SET TASK: Restate, word for word, all of the material shown below.

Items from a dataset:
::::

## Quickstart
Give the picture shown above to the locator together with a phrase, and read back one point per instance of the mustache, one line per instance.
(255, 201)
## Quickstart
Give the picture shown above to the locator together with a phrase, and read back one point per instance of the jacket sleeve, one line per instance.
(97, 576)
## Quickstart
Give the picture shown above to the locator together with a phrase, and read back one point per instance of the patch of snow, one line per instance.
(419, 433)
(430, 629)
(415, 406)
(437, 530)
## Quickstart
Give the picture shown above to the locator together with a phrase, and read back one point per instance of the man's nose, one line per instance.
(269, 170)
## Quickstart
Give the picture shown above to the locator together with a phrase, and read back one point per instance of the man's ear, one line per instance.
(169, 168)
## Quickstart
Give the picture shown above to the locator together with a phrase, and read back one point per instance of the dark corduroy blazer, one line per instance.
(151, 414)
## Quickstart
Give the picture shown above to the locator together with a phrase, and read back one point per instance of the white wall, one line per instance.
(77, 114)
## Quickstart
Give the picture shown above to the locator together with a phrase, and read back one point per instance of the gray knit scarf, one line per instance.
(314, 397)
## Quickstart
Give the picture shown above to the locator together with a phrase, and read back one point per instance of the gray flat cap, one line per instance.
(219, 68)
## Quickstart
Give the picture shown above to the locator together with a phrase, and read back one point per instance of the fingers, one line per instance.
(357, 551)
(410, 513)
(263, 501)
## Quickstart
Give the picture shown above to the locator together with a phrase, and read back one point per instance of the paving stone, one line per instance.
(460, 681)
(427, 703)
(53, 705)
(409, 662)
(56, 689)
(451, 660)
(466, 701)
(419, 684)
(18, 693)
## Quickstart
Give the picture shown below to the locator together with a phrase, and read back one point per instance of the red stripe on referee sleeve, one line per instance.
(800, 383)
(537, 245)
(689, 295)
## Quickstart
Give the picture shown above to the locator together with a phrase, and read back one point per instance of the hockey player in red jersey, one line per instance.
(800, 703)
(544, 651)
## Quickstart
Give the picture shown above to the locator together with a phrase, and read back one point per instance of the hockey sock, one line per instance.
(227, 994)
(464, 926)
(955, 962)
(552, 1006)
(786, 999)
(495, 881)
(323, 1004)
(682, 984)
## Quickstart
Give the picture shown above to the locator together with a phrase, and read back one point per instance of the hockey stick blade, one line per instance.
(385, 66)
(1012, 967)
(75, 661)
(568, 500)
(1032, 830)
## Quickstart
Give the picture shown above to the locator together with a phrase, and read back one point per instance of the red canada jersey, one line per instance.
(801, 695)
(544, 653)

::::

FULL RESPONSE:
## Quickstart
Give the picture shown above to the locator together with a phrase, and read back one point per instance of the mustache, one line per instance.
(255, 201)
## Quickstart
Give the picture shown above to the locator together with a phrase, and read back one point per instance of the jacket sleeve, one line per instance.
(97, 576)
## Quickstart
Give the picture shown above to the locator together with a phrase, and read back one point per instance of the patch of snow, one line per instance.
(419, 433)
(430, 629)
(415, 406)
(437, 530)
## Quickstart
Give the picture shown above to the locator together with a phrase, and read back one point per instance of the man's nose, one line per instance.
(269, 170)
## Quickstart
Give the picture shown above to the locator together with a phrase, and read back one point per instance of the man's ear, one line per instance.
(169, 168)
## Quickstart
Give the picture shown above to the locator together with a phrase, and read back one point per instance of the dark corduroy blazer, one line per instance.
(151, 414)
## Quickstart
Give the picture shown above to the locator together with a phrase, and read back one point per instance of the white wall, one line per instance.
(77, 114)
## Quickstart
Give the picture shown above to the locator together with a phrase, and read back one point per instance of the gray knit scarf, one line per instance.
(314, 397)
## Quickstart
Give the picture shown above to the locator together with a phrase, and read back one point per instance of the gray flat cap, one line per instance.
(219, 68)
## Quickstart
Give the picture shown above to the locator together with a phrase, and read back one point per instance of the fingers, one line per instance.
(357, 551)
(410, 513)
(263, 501)
## Quickstart
Give the picture shown above to the locator together with a phrase, and read back one point per instance of the paving stone, one line per instance.
(460, 681)
(427, 703)
(53, 705)
(409, 662)
(56, 689)
(451, 660)
(466, 701)
(419, 684)
(18, 693)
## Quickstart
Give the picture shown below to the locator together with a phrase, and read back one point per instance of the red stripe on referee sleeve, one line per instance.
(800, 383)
(537, 245)
(689, 295)
## Quickstart
Give the picture shown above to the locator together with a phrase, and read back one point per instance of the hockey player in red jersey, one line per instance.
(800, 703)
(544, 651)
## Quickstart
Give the picture shown above to the locator together with a phrase, and read back one point per instance of the hockey sock, one line per instance.
(227, 994)
(464, 926)
(955, 962)
(552, 1006)
(786, 999)
(495, 881)
(323, 1004)
(682, 984)
## Quickstart
Give the picture shown above to the locator together with a phrase, and read back one point per instance of the hockey stick blade, one line per instance.
(385, 66)
(1012, 967)
(75, 661)
(568, 500)
(1032, 830)
## Quickstart
Give the picture shown above to the locator together with a phrase, and read back one point per instance of the red canada jersey, one line per instance.
(801, 695)
(544, 653)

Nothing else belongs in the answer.